--- Problem to solve ---
Rewrite the records from the line with "Detection task: identify every albatross" up to and including the line with "191 120 267 146" as a numbered list, leaving out any blank lines.

--- Material ---
....................

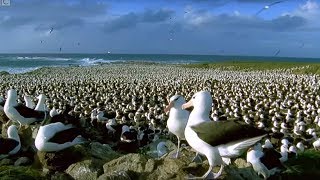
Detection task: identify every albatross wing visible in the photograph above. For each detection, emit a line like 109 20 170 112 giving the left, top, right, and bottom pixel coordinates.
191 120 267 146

....................

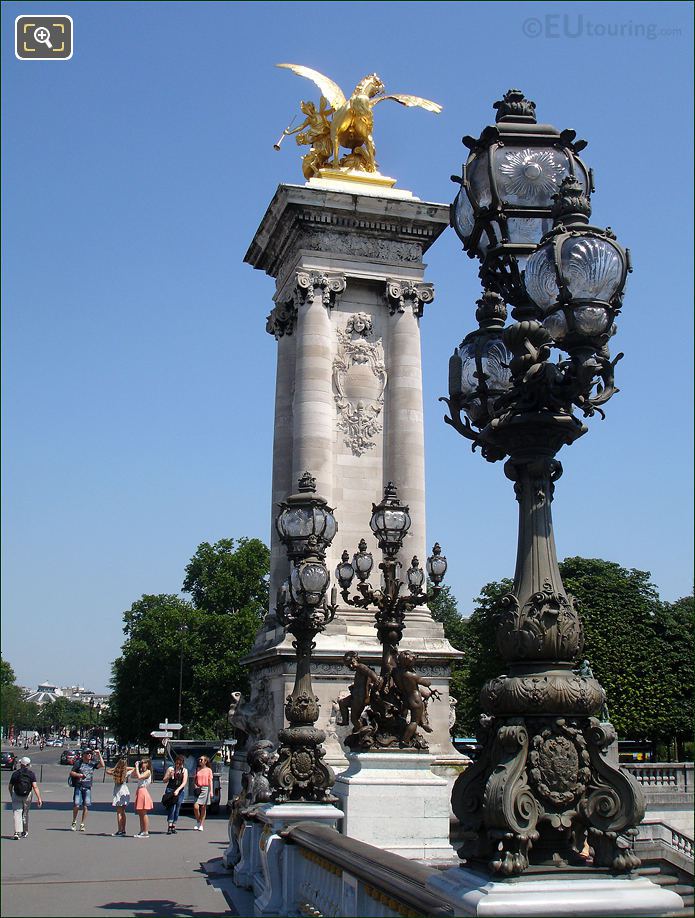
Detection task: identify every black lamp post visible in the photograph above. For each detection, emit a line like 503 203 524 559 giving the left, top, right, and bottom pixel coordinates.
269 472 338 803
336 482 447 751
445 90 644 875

....................

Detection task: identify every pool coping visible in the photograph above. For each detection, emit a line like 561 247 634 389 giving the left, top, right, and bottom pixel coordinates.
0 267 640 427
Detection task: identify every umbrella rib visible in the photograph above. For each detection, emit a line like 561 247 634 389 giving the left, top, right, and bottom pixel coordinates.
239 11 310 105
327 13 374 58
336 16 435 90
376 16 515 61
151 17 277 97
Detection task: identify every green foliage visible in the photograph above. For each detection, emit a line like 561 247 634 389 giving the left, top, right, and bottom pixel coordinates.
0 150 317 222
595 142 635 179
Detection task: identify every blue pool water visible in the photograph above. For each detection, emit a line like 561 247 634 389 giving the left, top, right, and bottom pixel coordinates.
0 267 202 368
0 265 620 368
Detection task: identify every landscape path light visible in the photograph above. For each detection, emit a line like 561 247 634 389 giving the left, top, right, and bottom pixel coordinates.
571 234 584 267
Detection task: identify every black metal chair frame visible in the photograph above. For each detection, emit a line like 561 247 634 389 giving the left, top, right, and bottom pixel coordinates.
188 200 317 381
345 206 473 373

....................

--- Result of the task ---
1. Detection task: identify every albatross wing visible in the photograph above. For each detection, emit a line like 109 20 170 112 giving the left, top, right, and bottom pixel coordinates.
2. 191 120 267 146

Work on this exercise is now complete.